Source information:
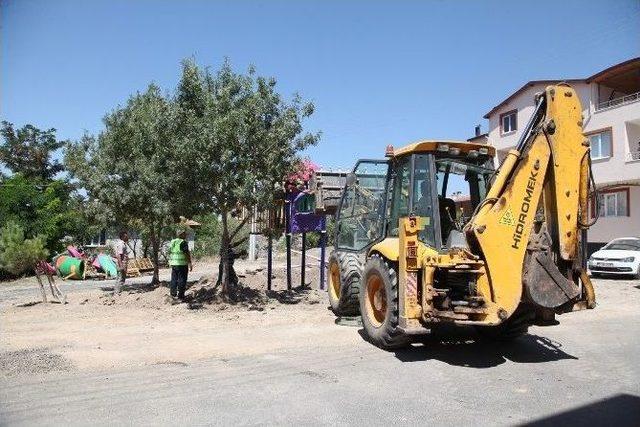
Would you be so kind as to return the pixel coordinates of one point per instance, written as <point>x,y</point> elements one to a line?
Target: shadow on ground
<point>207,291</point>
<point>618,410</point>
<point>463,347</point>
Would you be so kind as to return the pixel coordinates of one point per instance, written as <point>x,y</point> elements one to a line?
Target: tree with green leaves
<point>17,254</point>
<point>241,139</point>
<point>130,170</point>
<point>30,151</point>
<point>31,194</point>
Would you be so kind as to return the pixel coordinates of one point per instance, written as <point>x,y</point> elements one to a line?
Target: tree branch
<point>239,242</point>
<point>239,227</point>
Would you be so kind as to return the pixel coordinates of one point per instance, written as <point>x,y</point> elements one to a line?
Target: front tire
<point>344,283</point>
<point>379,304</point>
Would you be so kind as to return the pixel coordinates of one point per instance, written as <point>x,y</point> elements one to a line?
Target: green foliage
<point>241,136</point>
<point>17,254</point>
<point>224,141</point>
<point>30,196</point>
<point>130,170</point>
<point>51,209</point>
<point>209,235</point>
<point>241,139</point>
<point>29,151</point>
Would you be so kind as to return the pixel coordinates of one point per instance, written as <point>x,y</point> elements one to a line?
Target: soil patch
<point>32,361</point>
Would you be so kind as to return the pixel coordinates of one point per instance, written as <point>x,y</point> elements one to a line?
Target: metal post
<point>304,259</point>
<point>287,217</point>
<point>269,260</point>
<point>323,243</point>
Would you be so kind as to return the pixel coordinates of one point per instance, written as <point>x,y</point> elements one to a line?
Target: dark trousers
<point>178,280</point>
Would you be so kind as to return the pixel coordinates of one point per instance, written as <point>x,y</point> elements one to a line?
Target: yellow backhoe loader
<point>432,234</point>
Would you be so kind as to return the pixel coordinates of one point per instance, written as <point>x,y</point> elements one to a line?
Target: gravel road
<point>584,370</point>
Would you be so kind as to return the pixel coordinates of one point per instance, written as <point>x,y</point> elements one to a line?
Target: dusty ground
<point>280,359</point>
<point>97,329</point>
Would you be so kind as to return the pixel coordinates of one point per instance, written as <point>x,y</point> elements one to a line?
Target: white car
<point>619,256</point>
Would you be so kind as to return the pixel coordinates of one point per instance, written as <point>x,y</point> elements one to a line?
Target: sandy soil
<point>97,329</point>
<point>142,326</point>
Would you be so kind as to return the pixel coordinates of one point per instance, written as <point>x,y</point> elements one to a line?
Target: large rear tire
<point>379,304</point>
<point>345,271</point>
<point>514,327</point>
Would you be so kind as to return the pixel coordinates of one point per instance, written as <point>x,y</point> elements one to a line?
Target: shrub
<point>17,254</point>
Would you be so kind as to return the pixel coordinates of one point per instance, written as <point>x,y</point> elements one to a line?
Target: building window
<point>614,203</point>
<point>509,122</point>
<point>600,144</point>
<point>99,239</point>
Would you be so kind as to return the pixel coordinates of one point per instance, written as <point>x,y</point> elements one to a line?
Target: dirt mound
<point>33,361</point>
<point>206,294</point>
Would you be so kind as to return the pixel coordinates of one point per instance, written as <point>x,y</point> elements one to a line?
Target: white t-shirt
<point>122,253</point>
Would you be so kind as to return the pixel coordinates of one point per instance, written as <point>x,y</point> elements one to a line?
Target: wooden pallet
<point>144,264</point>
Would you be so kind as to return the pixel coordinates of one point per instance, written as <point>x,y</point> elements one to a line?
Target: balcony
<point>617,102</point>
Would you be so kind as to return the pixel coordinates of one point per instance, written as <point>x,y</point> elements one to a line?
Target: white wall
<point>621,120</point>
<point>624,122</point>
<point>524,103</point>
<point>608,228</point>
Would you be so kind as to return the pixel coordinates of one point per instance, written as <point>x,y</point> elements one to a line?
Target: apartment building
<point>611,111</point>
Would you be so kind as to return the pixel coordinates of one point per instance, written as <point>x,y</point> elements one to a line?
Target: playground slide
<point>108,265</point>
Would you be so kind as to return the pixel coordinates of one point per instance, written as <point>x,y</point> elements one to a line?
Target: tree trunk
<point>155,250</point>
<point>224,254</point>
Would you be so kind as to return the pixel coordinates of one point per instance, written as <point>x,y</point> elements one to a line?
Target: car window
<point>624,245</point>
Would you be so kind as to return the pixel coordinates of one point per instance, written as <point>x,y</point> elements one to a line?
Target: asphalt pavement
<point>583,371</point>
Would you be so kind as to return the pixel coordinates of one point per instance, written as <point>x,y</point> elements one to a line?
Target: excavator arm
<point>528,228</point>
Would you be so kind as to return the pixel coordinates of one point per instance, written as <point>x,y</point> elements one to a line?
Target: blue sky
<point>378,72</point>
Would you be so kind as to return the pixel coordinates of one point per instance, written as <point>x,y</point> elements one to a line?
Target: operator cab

Task prompt: Pictures are not part of the copy; retype all the other material exactly.

Your response:
Would you be so kind as to return the pixel coordinates of one point per instance, written as <point>x,y</point> elements one to a line?
Target: shadow on ground
<point>207,291</point>
<point>618,410</point>
<point>463,347</point>
Would you be so kind as to return the pixel coordinates of one point per instance, written as <point>x,y</point> elements one to a line?
Target: tree with green leaves
<point>17,254</point>
<point>241,139</point>
<point>130,170</point>
<point>30,151</point>
<point>31,194</point>
Would you be so kind as to return the pixel coordinates of one point per instance, written as <point>x,y</point> elements one to a line?
Target: tree branch
<point>239,242</point>
<point>239,227</point>
Would you be so kind as to return the pixel coordinates of one point per instance, written as <point>x,y</point> elements one to a line?
Target: front tire
<point>344,283</point>
<point>379,304</point>
Would you be so kind as to return the pixel coordinates of one point per instance, written as <point>x,y</point> elements one to a line?
Target: green foliage
<point>241,136</point>
<point>17,254</point>
<point>224,141</point>
<point>30,196</point>
<point>130,170</point>
<point>51,209</point>
<point>209,235</point>
<point>241,139</point>
<point>29,151</point>
Would you be so kind as to return the pixel coordinates of one point per instance, written as <point>x,y</point> elements one to a line?
Target: soil patch
<point>32,361</point>
Would you be so kind as to return the pixel coordinates of one point per instance, written as <point>x,y</point> elements one to a line?
Target: metal post
<point>304,259</point>
<point>287,217</point>
<point>269,260</point>
<point>323,243</point>
Would you be so kind as to return the pixel coordinates of one point per instance, written as <point>x,y</point> elements one to a line?
Target: dark trousers
<point>178,280</point>
Would you be so kind as to return the pixel coordinates of one point per instance, written as <point>x,y</point> elements one to a line?
Target: yellow backhoe loader
<point>432,234</point>
Would you be so kind as to return the pixel coordinates of one point per instance, written as <point>x,y</point> elements one to a line?
Target: gravel road
<point>584,370</point>
Would you be so kind as to return the pixel coordinates of one point per instance, written as <point>x,y</point> elements one to a line?
Target: dusty ground
<point>280,359</point>
<point>97,329</point>
Would you be so kind as to return the pixel coordinates of one point per instance, written as <point>x,y</point> elements one to a line?
Target: white car
<point>619,256</point>
Would you be so kind as to return the pixel coordinates of one point per instance, written as <point>x,y</point> elements one to a line?
Target: sandy soil
<point>97,329</point>
<point>142,326</point>
Would you be so kind as to return the pixel coordinates of one point per instance, written as <point>x,y</point> elements one to a line?
Target: large rear tire
<point>379,304</point>
<point>345,271</point>
<point>514,327</point>
Would you be so kind as to return the pixel coordinates of one point per instance, written as <point>x,y</point> elements one to a line?
Target: shrub
<point>17,254</point>
Would you be so kind as to return the pixel coordinates of one point per instance, written as <point>x,y</point> elements one to a line?
Target: building window
<point>614,203</point>
<point>509,122</point>
<point>600,144</point>
<point>99,239</point>
Would you be so kind as to return the pixel coordinates of one point per instance, written as <point>x,y</point> elements one to a line?
Target: dirt mound
<point>33,361</point>
<point>206,294</point>
Would you be so kind as to return the pixel coordinates of one point per instance, written as <point>x,y</point> elements one to a line?
Target: white t-shirt
<point>122,253</point>
Would you be so kind as to return the pixel coordinates of one point per instance, written as <point>x,y</point> elements one to a line?
Target: wooden pallet
<point>144,264</point>
Would you be so kind as to return the pixel coordinates of one point per instance, written as <point>x,y</point> elements one to a line?
Target: balcony
<point>617,102</point>
Would you be so kind as to return the pixel coordinates of one point per instance, written as <point>x,y</point> elements one to a line?
Target: white wall
<point>621,120</point>
<point>624,122</point>
<point>524,103</point>
<point>608,228</point>
Would you be so kind as to return the pixel coordinates of one point per instance, written as <point>x,y</point> elements one to a line?
Target: apartment building
<point>611,111</point>
Would you be so kind as to return the pixel coordinates of one point per instance, written as <point>x,y</point> elements one to a line?
Target: playground slide
<point>108,265</point>
Would you be so kind as to return the pixel coordinates of one point per instance, written as <point>x,y</point> elements one to a line?
Target: tree trunk
<point>155,250</point>
<point>224,254</point>
Would you be so kind as to return the pixel coordinates of one point per instance, written as <point>x,y</point> elements one to a line?
Target: car window
<point>624,245</point>
Would you be so kind as to return the pixel coordinates of one point per instance, written as <point>x,y</point> elements one to a line?
Target: asphalt pavement
<point>583,371</point>
Would you be so kind as to return the pixel coordinates of one point per instance, written as <point>x,y</point> elements one to a line?
Target: excavator arm
<point>528,228</point>
Would you be so kind as to return the pixel coordinates of one point per instance, written as <point>x,y</point> elements one to a line?
Target: blue sky
<point>378,72</point>
Would you be so kind as to return the pixel coordinates of one point per instance, written as <point>x,y</point> elements one to a line?
Target: operator cab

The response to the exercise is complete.